### RECORDS FOR THIS EXERCISE ###

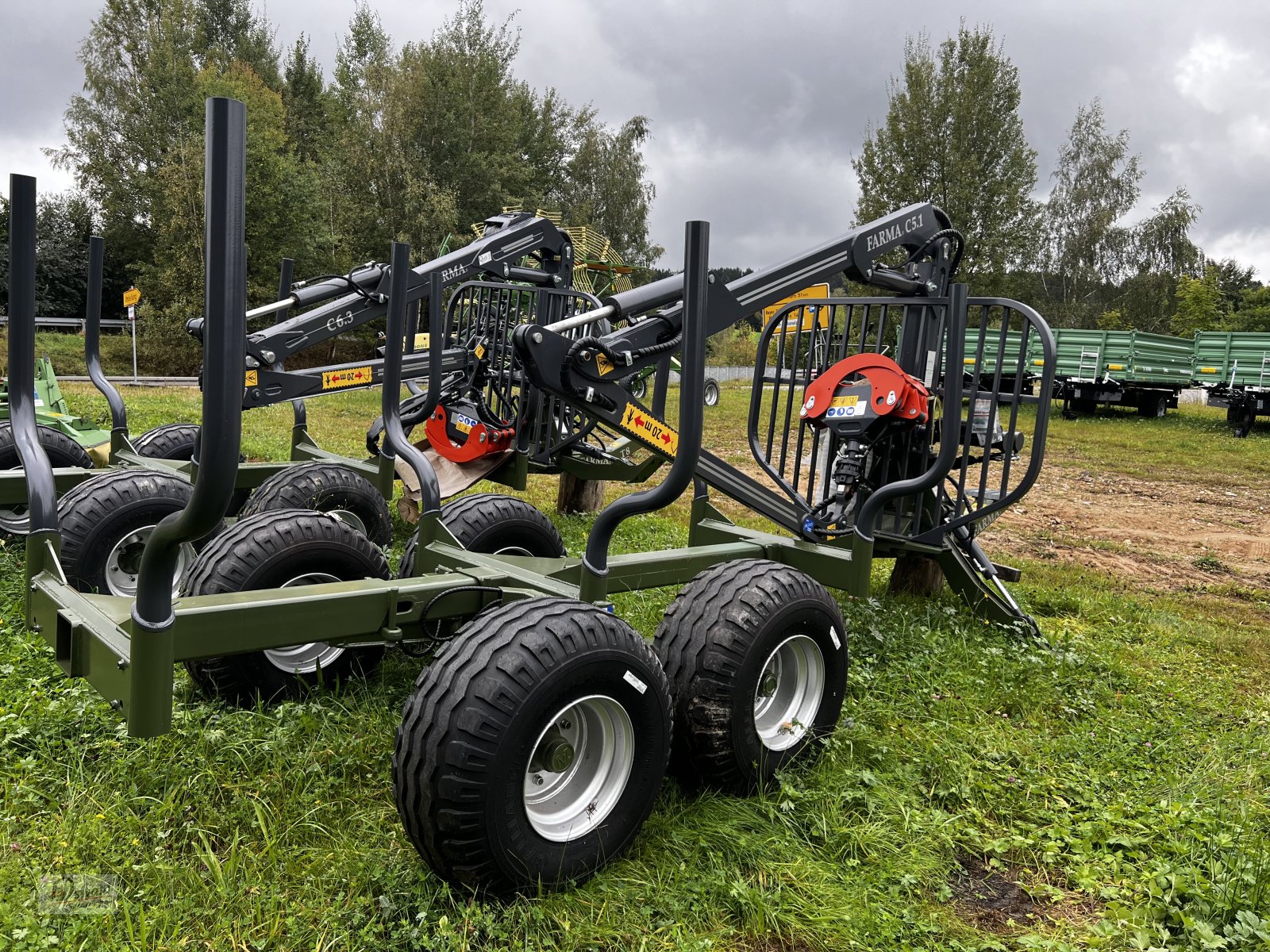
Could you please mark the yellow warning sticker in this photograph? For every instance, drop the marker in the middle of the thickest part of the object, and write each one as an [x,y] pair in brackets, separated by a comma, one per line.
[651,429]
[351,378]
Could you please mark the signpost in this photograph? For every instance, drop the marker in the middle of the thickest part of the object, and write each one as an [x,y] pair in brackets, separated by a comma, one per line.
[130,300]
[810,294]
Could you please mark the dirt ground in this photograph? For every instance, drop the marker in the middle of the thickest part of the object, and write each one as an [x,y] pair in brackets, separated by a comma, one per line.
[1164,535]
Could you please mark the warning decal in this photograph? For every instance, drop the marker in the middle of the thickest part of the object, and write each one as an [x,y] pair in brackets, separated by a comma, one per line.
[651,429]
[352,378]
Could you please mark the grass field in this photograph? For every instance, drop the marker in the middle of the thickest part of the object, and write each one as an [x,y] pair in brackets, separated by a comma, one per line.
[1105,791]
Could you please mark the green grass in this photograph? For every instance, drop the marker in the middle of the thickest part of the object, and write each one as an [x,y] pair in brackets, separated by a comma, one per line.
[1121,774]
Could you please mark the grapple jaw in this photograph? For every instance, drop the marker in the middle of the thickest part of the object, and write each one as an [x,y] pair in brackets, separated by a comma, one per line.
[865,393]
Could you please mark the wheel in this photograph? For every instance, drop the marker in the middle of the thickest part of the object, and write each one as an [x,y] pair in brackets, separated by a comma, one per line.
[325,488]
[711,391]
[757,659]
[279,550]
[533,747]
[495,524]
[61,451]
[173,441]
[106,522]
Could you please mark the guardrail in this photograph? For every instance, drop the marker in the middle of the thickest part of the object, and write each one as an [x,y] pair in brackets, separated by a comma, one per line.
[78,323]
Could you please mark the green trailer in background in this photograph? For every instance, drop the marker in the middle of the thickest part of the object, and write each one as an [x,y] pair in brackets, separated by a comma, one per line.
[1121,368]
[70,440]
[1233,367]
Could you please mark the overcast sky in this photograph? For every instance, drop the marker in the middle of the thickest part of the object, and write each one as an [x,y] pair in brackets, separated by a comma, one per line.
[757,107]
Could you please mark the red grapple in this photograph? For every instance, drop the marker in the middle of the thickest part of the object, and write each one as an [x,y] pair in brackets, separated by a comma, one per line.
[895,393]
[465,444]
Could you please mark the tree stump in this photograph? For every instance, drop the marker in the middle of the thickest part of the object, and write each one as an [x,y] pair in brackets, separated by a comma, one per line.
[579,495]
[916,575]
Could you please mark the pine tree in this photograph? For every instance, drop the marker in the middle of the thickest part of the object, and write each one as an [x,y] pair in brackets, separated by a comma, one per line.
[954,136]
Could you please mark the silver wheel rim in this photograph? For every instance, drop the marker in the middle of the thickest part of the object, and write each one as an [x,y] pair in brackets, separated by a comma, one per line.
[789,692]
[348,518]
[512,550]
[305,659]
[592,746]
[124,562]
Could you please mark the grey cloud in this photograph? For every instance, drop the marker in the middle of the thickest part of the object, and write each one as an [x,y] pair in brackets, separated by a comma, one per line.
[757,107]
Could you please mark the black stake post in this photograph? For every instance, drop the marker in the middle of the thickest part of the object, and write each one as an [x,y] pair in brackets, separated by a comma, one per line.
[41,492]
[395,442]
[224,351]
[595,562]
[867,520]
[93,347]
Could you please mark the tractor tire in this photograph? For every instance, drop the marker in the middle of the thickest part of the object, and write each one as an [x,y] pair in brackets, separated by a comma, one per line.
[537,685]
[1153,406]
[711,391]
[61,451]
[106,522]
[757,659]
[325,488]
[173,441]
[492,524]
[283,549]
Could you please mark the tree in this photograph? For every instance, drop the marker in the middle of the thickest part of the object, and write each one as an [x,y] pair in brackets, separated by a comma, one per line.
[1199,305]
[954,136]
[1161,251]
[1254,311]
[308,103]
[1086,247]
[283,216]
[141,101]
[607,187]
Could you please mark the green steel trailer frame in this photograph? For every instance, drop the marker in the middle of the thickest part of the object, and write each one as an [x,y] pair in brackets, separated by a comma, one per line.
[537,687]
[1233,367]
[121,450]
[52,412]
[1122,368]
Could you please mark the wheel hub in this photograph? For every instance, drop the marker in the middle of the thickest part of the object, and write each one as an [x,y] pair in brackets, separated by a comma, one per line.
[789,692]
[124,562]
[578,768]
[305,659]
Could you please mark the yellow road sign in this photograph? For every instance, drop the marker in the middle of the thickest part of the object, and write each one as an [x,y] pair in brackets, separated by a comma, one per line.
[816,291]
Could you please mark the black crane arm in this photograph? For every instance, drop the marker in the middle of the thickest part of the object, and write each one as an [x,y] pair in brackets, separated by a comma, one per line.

###

Copy the records above exactly. The pictures are not part of the copy.

# SOLUTION FOR THIS EXERCISE
Could you please mark the yellow warning sticker in this photograph? For every instance, drop the marker in the middle of the thickest part of the object, and write each one as an [x,y] pair in brackets, separated by a comma, one per line.
[651,429]
[351,378]
Could you please mark the signpost in this photograph? For every instance, drop the marker in the middle of the thickest part of the object, and write each one as an [x,y] pair in brackets, separated by a comma, one per line.
[130,300]
[810,294]
Could you please mark the dirt ground in this photograph? For every instance, drop the marker in the middle of the thickest part of the object, and write each one as an [x,y] pair in brackets, separated by a comma, one per line.
[1164,535]
Could you please mark the warning decal in this photograph? For every instance, drop the marker in the middle of the thickest part of the object, and write each one as an [x,y] pair in brackets, separated by a comma, one per line.
[651,429]
[352,378]
Could you please mark the grass field in this photograph? For every instance, drop the marker in the middle of the thickest part of the object, and write each one as an [x,y] pair in brackets, separated by a comma, one per line.
[1105,791]
Could you please mark the green grass in this photograph? For every instance, drop the marker in the middle of the thickest part of the object, and write each one as an [x,y] pair in brackets, separated by a comma, one per line.
[1121,774]
Could you please mark the grapple jaw in this photograph? For every instance, drop the marker in the middle of the thickest part of the object, and write each one as an [x,y] pair in brackets, separated by a comma, one per line.
[865,393]
Could you please mark the wheel in this photograph? For every instance, drop the marker in the middle of the thickest part of the object, and write each one as an [x,y] pair in brackets, separated by a comma, one per line.
[325,488]
[711,391]
[757,659]
[279,550]
[533,747]
[495,524]
[61,451]
[173,441]
[106,522]
Could you please mark the guardrail in this photograph? For every instance, drop the marker in the middle of the thickest part of the object, and write each one as an [x,y] pair in brackets, separated by a comma, one per line.
[78,323]
Could you please mark the green trailer in background in this photograph? For every instance, drop the marker in the middle of the thickest part of the object, and write each one as an [x,y] pair in brackets, separated by a comma, one per line.
[1121,368]
[70,440]
[1233,367]
Could you please mark the overcast sky in this photograph? For every instance, drop the marker in the middle of the thickest part of the object, and write each one as an [x,y] pair in brackets, separated by a comma, one per line.
[757,107]
Could you please mark the red grapple in this photograph? For every instance, drop the marker in the middle of the thickest part of the object, and write each one as an [x,y] pair in brackets, separated by a comma, one per line.
[895,393]
[465,444]
Could you please mark the tree stump in this photograph? For every instance, drop the marker in the middle of the thickest part of the object, and write each one as an [x,y] pair in brackets, separated by a comma, one per line.
[579,495]
[916,575]
Could you please mark the pine tree in this photograph? For every instance, drop the marker in the middle of the thickest part of the object, and write each one as an [x,y] pair in brackets, separated by a comma, one per line.
[954,136]
Could you please mark the silver wheel rim in this photograph? For every instance, drop the marker in the middle of the thickest part of the object, and write each one as an [x,y] pair in brackets, separated by a comma, one per line.
[789,692]
[348,518]
[512,550]
[305,659]
[592,746]
[124,562]
Could you please mark the grey cloud in this photograph? For every instance, drop the marker in the middle of the thickest part of the object, and write each one as an [x,y] pair in brackets, separated by a comma, one per line.
[757,107]
Could you please mark the black stake post in this photograph? For every instance, drop the marker in the middle of the thickest part of the object, and write each one as an [x,y] pair in brackets, separated by a comma, one per line.
[41,492]
[395,442]
[224,351]
[595,562]
[867,520]
[93,347]
Could you please mark the tractor tire in this photograph? For every instance, drop the marker in the middle of the thickest part of the object, and write each one as an [x,y] pair in brackets, separated by a comma, one per line.
[537,685]
[1153,406]
[711,391]
[61,451]
[106,522]
[757,659]
[325,488]
[173,441]
[492,524]
[283,549]
Could you please mark the tree in this photograph? For every instance, drop the marker in the middle of the thickest part of the object, and write each one as an [x,y] pair in brackets, separated by a comma, one per line.
[1199,305]
[954,136]
[1161,251]
[1254,311]
[308,103]
[1086,247]
[283,216]
[141,101]
[607,187]
Could you please mark the green steel trailer frame in this photograph? For every instance, drop the marker in the middle of the thickest part of the object, and write each one as an [x,y] pair in brackets, separated by a comma, one per line.
[537,687]
[1233,367]
[121,450]
[52,412]
[1122,368]
Could you please mark the wheel hub in this photograph? For every instance, drop the marker in the middle of the thickest part of the object, and write each one as an [x,y] pair in brackets, separated by a comma, one per line.
[789,692]
[124,562]
[578,768]
[305,659]
Could you please mark the yellow road sign in this photograph? For every instance, drop the marker in the middle of the thickest part of the object, and write each one as an [x,y] pair in brackets, separated by a comma, one per line.
[816,291]
Could you please mark the black crane arm in this photograph? For every instance, drop the marker in the middle of the thickest part of the object, and write each one as an [x,y] pair in brackets, separated by a comma, one per line.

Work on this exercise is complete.